- [Page text]:
The UX of a Conversation

TEAM: Daniela Navaes | Patrick Bull | Ivy Wong | Reina Yuan

For the second and third weeks, the brief was: the user experience of a conversation. What constitutes a conversation? What are the entities and elements involved? Is it possible to have a conversation between a human and a non-human entity?

The goal was to design a conversation between a human and an artificially intelligent system.

Project Direction

We decided to explore the design of a non-verbal conversation. The UX/UI community is very excited about voice based assistants, since being able to speak to a machine via voice only is a very attractive idea. But what about those who cannot hear and/or speak?

The deaf community is somewhat invisible in society. Since they are not as easy to spot as blind people, for example, they’re also easy to be forgotten.

For that reason, we asked ourselves what if machines can learn to read and interpret body language and sign language to anticipate someone’s needs? We read several articles about it and found out that many technologies that enable this are constantly being developed and tested.

A Highly Proactive Smart Home  

We decided to explore the concept of how a smart home could interact with a person who is deaf/mute. The house would be proactive, suggesting and doing changes in the environment according to what it interpreted from their human.

Research Methods

We used two distinct research methods: AEIOU and Speed Dating.

The AEIOU framework consists in listing the following elements for the research subject: Activities; Environment; Interactions; Objects and Users. 

As for the Speed Dating method, we drew storyboards for a series of interactions between the user and our system, and showed to our colleagues in order to get feedback about the interaction – criticism, suggestions for improvement, feedback about language, realism, level of relatability etc.

AEIOU for blog

SPEED DATING FOR blog

To get real user perspective on the user experience of deafness, we contacted a few organisations, of which only DeafPlus got back to us and arranged a meeting for the following week. Although it took place during the second week of the project (the design week), we took valuable insights from it which helped with the final outcome.

- [Source material]:
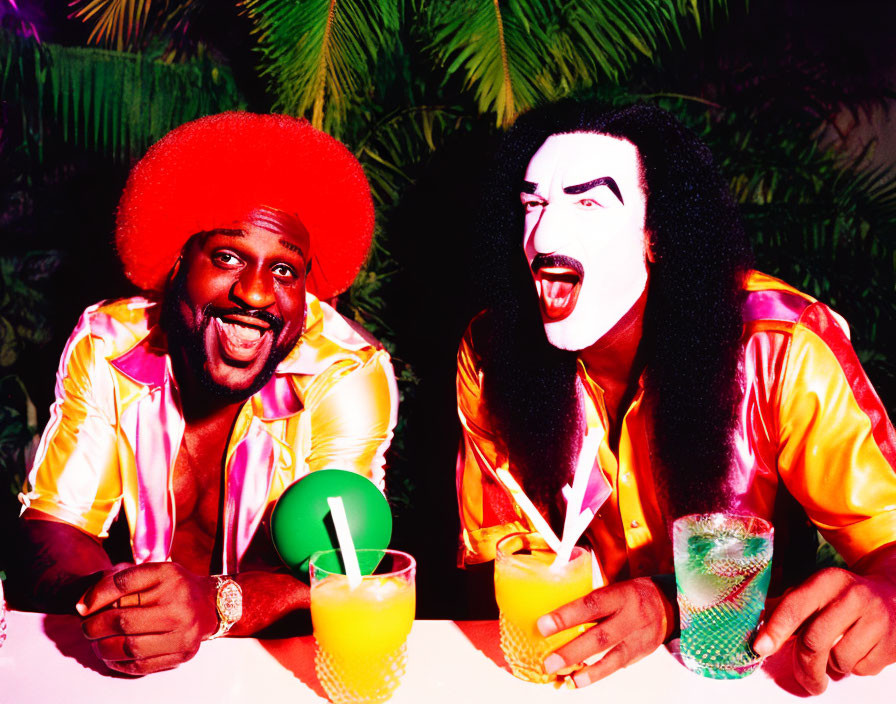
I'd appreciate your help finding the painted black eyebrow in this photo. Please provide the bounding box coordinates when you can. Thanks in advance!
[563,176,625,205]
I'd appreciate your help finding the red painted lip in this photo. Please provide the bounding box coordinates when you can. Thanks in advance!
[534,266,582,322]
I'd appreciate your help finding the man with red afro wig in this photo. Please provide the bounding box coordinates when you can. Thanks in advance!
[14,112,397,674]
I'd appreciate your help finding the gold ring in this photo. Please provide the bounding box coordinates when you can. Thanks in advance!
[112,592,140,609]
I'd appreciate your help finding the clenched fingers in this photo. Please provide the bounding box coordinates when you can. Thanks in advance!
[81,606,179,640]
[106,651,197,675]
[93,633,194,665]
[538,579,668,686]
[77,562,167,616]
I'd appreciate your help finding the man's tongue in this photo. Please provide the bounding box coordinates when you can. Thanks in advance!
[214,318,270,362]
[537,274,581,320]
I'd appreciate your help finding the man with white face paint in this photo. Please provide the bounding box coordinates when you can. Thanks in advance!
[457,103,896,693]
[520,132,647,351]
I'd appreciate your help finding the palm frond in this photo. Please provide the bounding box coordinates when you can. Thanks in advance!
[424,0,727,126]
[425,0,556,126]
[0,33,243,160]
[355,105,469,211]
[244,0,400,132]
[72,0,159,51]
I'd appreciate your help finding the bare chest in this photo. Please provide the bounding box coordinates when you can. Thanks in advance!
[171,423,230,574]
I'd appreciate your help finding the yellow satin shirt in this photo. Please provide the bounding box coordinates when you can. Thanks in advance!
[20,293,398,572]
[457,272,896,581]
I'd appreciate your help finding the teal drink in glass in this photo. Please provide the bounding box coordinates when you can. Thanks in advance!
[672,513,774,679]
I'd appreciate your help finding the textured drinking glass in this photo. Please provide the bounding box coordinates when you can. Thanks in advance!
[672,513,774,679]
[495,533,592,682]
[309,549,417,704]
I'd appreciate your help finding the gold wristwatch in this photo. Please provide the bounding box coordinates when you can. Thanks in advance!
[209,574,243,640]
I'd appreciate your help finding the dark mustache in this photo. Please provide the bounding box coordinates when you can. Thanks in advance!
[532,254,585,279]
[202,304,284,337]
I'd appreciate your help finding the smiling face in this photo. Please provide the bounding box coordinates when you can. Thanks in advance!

- [Instructions to follow]:
Continue the project write-up on the UX of a conversation, starting right after its last sentence. This material was drawn from a separate source unrelated to the text.

- [Answer to the exercise]:
Research Findings
After presenting our findings, we got feedback that even though we did a lot of research about interaction between deaf people and AI, our results are vague and largely based on assumptions rather than real data.

Final Design

We then deliberated and decided to change our direction into designing a (still) wordless conversation between someone who has trouble sleeping and their smart bedroom.

For that we ran short interviews with college students about their sleeping habits and came up with the final concept: an app that would be connected with other apps in order to act like a sleep assistant. There are two conversation: would be between the user and their phone, though a chatbot that would define their preferences, and later through gestures only. 

Conclusion

The biggest learning outcome from this project is that it’s very easy to make assumptions about how someone with a disability might experience the world, especially when we are fully abled body. Although the intention is good, the road to real empathetic design consists in much more than reading articles online and doing interviews. Also, we learned that the deaf community sees itself more as a culture than as group of disabled people. In regards to the final design outcome, was satisfied with it, especially considering it was all done in two days (new research and design).